Texto para análise -
Segundo O’Connor, as equipas no terreno na Antártida vão estar preparadas para efetuar testes à covid-19 quando os colegas começarem a chegar, já na segunda-feira, com semanas de atraso porque uma enorme tempestade levou à acumulação de seis metros de neve em algumas zonas.
Qualquer caso positivo irá desencadear um “alerta vermelho”, garantiu, com as atividades a passarem em centrar-se no aquecimento, fornecimento de água, energia e alimentação.
Com a covid-19 a agitar algumas relações diplomáticas, os 30 países que integram o Conselho de Gerentes de Programas Antárticos Nacionais (COMNAP, do inglês Council of Managers of National Antarctic Programs) articularam-se atempadamente para manter o vírus longe, com um intenso trabalho de equipa entre os Estados Unidos, a China, a Rússia e outros membros.
Enquanto o mundo iniciava, assustado, em março, o confinamento, os Programas Antárticos concordaram que a pandemia poderia vir a causar ali um verdadeiro desastre. Com os ventos mais fortes e as temperaturas mais baixas do mundo, o continente – cuja dimensão é semelhante à dos Estados Unidos e do México, é já suficientemente perigoso para os trabalhadores das 40 bases permanentes ali existentes.

Tarefas -
A. Transcreva, sem qualquer alteração, tudo o que vai de "Qualquer caso positivo" até "energia e alimentação." no texto sobre a covid-19 na Antártida.
B. Escreva a continuação do texto sobre a covid-19 na Antártida, a começar logo depois da última frase apresentada.
Os registos constituem material à parte, sem ligação ao texto sobre a covid-19 na Antártida.

Conjunto de dados -
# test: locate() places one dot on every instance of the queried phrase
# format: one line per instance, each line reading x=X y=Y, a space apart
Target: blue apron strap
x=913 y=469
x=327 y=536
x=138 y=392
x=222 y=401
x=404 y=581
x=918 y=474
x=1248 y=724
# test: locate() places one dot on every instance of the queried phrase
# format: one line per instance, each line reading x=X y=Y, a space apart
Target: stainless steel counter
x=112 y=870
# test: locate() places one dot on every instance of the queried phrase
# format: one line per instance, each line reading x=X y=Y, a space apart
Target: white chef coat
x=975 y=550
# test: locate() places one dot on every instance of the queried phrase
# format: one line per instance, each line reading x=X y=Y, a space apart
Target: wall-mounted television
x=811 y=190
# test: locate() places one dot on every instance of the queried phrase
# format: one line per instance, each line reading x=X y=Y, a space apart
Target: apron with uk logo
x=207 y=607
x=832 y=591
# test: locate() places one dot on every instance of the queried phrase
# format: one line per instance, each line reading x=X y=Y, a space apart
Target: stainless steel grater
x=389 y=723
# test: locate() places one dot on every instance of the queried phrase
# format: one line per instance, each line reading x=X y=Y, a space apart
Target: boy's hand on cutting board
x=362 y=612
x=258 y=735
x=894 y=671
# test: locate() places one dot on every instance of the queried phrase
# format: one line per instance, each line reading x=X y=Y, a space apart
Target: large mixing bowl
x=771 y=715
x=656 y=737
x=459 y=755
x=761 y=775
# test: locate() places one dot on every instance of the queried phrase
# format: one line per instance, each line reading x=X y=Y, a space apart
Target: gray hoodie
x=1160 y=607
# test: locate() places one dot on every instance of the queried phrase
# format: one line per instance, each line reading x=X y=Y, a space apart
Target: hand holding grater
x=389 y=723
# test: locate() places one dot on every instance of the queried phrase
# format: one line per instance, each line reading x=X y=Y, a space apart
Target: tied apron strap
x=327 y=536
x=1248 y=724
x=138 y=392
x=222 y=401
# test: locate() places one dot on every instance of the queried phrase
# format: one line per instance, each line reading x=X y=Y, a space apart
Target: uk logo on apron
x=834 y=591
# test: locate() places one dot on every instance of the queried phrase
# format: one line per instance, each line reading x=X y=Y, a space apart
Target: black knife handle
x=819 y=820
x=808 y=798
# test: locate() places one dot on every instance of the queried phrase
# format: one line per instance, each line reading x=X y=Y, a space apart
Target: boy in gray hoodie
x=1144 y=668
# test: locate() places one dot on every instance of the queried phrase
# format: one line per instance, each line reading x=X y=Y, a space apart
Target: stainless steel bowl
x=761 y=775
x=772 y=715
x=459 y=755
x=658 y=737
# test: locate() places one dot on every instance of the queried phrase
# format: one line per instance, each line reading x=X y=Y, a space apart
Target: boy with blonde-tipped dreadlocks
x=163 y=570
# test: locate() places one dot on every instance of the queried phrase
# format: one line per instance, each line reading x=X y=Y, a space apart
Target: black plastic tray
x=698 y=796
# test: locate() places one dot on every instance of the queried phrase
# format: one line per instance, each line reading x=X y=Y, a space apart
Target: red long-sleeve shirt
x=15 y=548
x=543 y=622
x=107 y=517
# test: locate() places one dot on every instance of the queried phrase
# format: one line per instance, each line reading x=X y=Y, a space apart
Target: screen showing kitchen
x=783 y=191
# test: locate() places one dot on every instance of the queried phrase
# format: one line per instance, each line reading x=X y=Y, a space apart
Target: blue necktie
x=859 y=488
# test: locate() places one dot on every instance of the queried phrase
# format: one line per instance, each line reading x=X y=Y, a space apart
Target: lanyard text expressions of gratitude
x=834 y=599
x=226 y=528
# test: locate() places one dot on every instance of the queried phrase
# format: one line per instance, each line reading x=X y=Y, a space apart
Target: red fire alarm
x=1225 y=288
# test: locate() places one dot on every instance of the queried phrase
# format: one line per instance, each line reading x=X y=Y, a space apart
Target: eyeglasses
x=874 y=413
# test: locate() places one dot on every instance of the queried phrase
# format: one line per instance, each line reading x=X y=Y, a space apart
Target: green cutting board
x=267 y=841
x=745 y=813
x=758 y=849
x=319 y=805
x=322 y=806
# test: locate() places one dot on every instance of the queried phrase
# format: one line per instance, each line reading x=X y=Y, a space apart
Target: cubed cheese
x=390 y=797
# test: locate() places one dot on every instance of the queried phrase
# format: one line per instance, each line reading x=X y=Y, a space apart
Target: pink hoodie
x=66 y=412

...

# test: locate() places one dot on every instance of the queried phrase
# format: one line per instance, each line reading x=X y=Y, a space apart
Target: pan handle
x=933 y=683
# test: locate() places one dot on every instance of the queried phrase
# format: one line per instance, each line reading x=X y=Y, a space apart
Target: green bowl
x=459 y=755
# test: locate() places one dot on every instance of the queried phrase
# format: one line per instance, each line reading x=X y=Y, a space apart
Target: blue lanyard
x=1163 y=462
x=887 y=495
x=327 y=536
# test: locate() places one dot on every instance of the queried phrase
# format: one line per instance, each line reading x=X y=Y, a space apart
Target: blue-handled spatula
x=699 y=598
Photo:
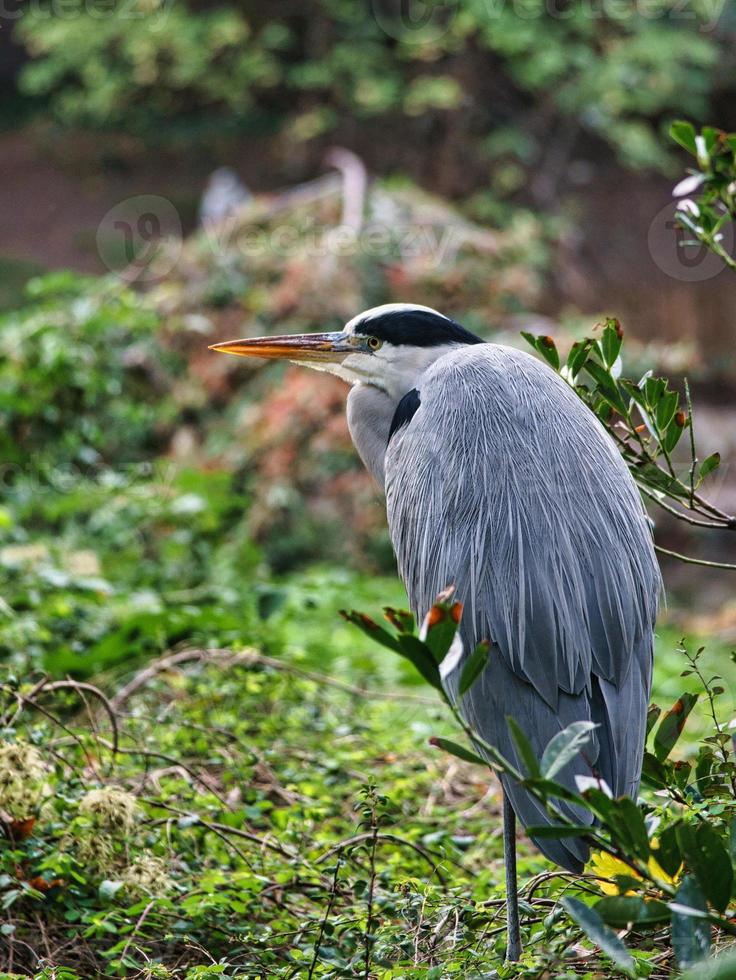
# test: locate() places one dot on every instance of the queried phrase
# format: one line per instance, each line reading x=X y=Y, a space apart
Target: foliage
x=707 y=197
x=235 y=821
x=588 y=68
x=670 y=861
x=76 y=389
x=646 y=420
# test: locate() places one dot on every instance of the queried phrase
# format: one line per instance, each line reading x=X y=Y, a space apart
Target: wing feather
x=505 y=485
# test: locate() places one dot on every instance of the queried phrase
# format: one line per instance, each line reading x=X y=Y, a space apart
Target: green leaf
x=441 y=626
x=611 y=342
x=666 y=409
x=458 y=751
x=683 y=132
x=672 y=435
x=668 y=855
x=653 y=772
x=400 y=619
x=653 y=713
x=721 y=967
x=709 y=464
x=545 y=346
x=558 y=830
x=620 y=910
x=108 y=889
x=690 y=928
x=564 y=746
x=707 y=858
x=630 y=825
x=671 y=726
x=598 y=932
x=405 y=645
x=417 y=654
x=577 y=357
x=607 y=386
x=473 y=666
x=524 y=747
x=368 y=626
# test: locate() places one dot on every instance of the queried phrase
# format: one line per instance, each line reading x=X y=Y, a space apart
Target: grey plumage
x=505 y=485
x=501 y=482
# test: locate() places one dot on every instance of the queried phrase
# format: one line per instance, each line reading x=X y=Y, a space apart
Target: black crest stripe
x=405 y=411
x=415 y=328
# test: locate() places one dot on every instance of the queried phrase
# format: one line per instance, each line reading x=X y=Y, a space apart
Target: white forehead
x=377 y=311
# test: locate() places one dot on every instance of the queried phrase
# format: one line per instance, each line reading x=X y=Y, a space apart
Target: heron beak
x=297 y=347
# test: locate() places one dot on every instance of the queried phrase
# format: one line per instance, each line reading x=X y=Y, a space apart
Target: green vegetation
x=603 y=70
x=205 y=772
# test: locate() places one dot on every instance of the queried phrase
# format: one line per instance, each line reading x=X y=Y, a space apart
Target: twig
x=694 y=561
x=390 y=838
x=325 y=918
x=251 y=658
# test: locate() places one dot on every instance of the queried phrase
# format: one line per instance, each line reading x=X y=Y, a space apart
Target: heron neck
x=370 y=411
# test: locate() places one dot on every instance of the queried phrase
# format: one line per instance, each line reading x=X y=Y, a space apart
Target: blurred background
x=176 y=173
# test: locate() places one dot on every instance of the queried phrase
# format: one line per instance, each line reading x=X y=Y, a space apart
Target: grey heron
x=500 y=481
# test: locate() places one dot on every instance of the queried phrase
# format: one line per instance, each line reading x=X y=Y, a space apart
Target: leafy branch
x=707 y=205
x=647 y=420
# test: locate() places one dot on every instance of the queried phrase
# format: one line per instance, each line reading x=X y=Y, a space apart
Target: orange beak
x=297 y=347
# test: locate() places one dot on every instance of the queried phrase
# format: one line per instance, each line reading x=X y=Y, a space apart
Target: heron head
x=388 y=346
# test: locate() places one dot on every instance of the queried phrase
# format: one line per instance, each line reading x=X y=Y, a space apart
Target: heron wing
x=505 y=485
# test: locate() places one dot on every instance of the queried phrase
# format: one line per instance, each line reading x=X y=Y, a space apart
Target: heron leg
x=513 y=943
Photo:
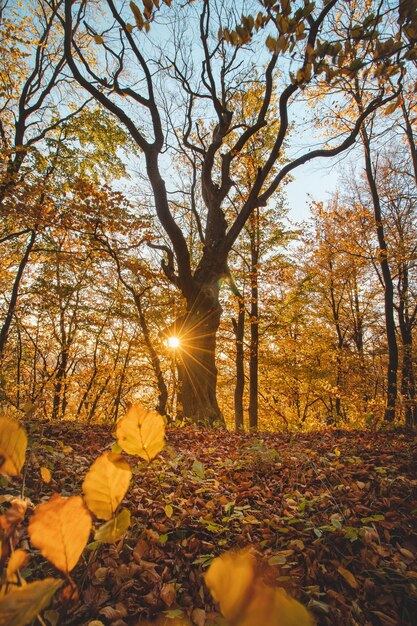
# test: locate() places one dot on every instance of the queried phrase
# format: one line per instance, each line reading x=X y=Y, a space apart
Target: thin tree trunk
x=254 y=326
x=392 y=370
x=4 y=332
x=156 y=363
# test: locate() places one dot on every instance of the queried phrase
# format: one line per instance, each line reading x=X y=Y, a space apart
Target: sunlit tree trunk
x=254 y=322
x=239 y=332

---

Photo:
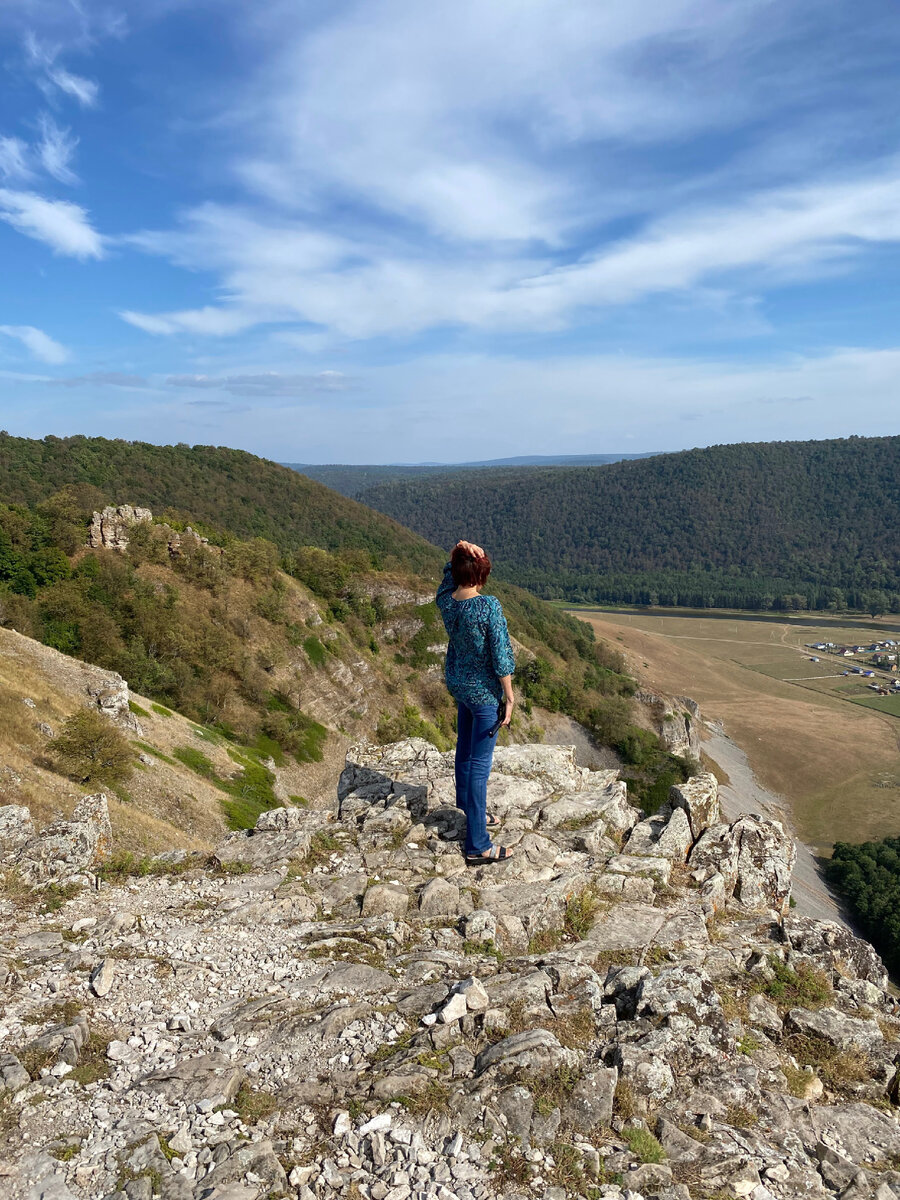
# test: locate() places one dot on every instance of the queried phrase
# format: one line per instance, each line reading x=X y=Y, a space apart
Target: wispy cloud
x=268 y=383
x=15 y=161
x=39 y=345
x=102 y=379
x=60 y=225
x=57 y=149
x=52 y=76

Respostas -
A.
Qualquer caso positivo irá desencadear um “alerta vermelho”, garantiu, com as atividades a passarem em centrar-se no aquecimento, fornecimento de água, energia e alimentação.

B.
“Um novo vírus altamente contagioso significaria mortalidade e morbilidade no ambiente extremo e austero da Antártida, o que, associado às respostas limitadas disponíveis a nível médico e de saúde pública, representaria um elevado risco, com consequências potencialmente catastróficas”, refere um documento da COMNAP citado pela Associated Press.
Sendo a Antártida apenas acessível através de um reduzido número de corredores aéreos ou por via marítima, “é preciso fazer tudo, no imediato, para evitar que o vírus chegue ao continente”, lê-se no relatório, que determina o fim do contacto com turistas e do desembarque de navios de cruzeiro.
Já relativamente às equipas da Antártida sediadas em localizações próximas, a COMNAP avisa: “as visitas mútuas e os eventos sociais entre estações/instalações deve acabar”. E, embora os trabalhadores na Antártida estejam há muito treinados na lavagem frequente das mãos e na etiqueta respiratória, a COMNAP acrescenta: “Não toquem na face”.
Stephanie Short, responsável pela logística do programa U.S. Antarctic, lembra que, durante as semanas que antecederam a suspensão das viagens aéreas, os Estados Unidos “felizmente” reforçaram os ‘stocks’ de equipamento médico e outros materiais para o inverno e tempos seguintes.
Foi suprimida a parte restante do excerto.